* [TASK REQUIREMENTS]: Locate each line with the string "eyelash" in the listing below and copy it.

* [GIVEN RECORDS]:
+-------+

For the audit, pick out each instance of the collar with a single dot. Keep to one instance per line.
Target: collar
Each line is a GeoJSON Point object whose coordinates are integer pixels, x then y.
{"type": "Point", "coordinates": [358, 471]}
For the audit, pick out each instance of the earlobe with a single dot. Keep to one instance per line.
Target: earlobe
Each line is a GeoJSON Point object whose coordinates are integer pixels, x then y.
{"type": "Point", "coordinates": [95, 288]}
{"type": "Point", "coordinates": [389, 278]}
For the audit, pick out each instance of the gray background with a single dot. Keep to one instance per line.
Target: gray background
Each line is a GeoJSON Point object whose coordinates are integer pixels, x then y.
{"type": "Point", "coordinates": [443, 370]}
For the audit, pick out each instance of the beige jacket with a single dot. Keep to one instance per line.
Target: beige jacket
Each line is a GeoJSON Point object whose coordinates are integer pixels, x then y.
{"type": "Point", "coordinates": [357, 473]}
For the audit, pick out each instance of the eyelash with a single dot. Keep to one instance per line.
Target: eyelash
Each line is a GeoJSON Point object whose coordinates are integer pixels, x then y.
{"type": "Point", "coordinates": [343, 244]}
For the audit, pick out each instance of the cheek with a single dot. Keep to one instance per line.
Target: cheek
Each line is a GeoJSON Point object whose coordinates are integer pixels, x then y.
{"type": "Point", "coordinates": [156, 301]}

+-------+

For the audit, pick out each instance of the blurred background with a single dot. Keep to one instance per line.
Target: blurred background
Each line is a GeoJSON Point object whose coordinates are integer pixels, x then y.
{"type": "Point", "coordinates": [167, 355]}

+-------+

* [EXPECTED OUTPUT]:
For the audit, pick out each instance of the eyelash with a single dot. Keep to one instance per line.
Target: eyelash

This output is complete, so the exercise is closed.